■ Opdracht
Hoeveel van de regels hieronder bevatten het woord "hair"? Hoofdletters en kleine letters tellen als verschillend; noem alleen het aantal.
---- Gegevens bij oefening
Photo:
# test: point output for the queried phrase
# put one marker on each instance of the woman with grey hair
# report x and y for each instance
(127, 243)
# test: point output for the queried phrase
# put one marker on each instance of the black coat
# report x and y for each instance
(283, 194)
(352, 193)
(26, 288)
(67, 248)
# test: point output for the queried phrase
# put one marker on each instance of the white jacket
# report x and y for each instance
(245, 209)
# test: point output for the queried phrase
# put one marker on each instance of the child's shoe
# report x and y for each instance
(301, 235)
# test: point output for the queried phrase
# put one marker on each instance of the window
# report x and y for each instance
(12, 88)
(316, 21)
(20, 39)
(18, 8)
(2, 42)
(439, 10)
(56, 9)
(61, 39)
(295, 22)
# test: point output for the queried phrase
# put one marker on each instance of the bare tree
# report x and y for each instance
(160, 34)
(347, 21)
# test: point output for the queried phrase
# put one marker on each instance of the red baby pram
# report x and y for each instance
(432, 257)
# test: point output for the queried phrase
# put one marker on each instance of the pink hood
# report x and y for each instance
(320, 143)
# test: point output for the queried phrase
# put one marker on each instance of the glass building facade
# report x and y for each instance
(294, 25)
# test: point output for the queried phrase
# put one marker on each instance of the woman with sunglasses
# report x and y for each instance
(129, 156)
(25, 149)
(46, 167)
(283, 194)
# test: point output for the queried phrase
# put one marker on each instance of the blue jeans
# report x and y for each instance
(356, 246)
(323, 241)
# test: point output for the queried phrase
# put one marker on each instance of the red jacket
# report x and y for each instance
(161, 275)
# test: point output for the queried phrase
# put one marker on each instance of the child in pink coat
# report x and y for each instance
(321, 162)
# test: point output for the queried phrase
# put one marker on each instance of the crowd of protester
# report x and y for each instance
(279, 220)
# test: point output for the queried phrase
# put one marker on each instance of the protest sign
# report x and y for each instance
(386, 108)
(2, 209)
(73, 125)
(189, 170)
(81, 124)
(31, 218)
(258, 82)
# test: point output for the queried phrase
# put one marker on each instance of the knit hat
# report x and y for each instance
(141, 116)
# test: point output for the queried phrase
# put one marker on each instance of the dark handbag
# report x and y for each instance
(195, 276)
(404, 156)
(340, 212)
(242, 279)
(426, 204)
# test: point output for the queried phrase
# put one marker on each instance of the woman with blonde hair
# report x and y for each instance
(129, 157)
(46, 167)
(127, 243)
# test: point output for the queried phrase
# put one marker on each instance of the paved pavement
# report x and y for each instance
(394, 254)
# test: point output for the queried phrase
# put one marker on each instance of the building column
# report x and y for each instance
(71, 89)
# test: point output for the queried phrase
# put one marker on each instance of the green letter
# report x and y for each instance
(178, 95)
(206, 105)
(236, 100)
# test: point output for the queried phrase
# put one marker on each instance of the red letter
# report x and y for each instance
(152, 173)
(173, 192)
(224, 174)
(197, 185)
--------
---- Gegevens bij oefening
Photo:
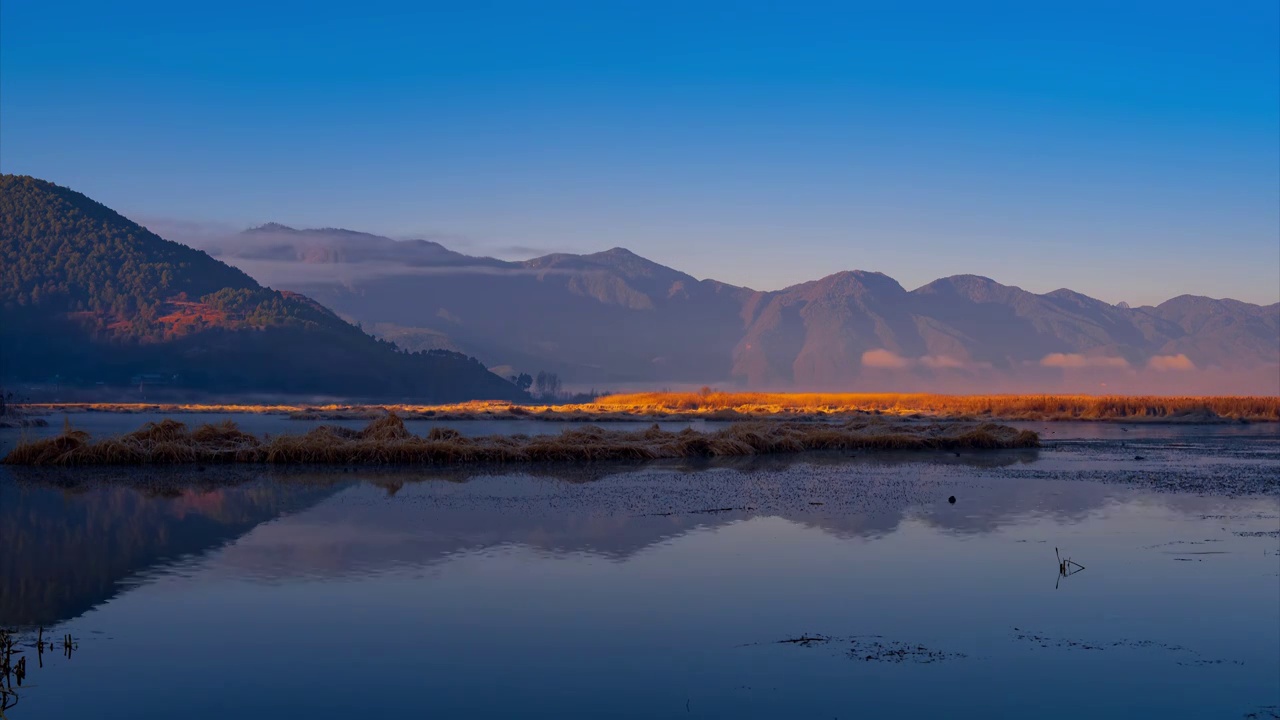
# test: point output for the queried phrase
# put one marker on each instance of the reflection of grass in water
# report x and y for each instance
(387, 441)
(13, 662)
--------
■ Oplossing
2